**Instructions**
A) Summarize the forum exchange about hiking and romance in two sentences.
B) From the forum exchange, copy everything from "Do you actually" down to "snag a girlfriend?".

Start of Passage to read

That implies being a passive entity just waiting to be acted upon.
 
The idea that love "comes into" your life is a strange one, to me.

That implies being a passive entity just waiting to be acted upon.
I was thinking more along the lines of it just never happening no matter what one does.

I was recommended hiking by @Magna but it didn’t lead to romance at all, even though women were the majority in the group. However, most of the women were married.
 
Hiking.

Do you actually enjoy hiking?

Would you pursue the activity if there were no chance
of pairing up with a female for a romance/relationship?

How often have you hiked for the joy of it?
Without thought that it's a way to snag a girlfriend?
 
I was thinking more along the lines of it just never happening no matter what one does.

I was recommended hiking by @Magna but it didn’t lead to romance at all, even though women were the majority in the group. However, most of the women were married.
Ugh, hiking is a big thing here in the lesbian community for some reason or it is obscure artsy stuff that I don’t entirely click with But what I did learn with one woman who liked that sort of thing that it opened me up to different interests and experiences. You may not 100% click with someone, even on the friendship path but if you try things with zero expectations, you can reach enrichment for yourself. I don’t have a girlfriend either, although to be fair I’m not 100% stable for one emotionally at the moment. I have a lot of regrets there because there was a potential but it was starting to happen, so this shows that things can happen. Just don’t expect to get an immediate result. It doesn’t happen like that.

End of Passage to read
Start of Provided data

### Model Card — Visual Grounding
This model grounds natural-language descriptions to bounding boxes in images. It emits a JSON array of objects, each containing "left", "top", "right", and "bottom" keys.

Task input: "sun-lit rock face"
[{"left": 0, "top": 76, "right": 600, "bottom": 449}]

End of Provided data

**Complete answers**
A) One poster says love seems never to happen no matter what one does, and notes that hiking, recommended by @Magna, led to no romance because most women in the mostly female group were married. One reply asks whether the poster would hike for the joy of it with no chance of a relationship, and another advises trying things with zero expectations, saying things can happen but not immediately.

B)
Do you actually enjoy hiking?

Would you pursue the activity if there were no chance
of pairing up with a female for a romance/relationship?

How often have you hiked for the joy of it?
Without thought that it's a way to snag a girlfriend?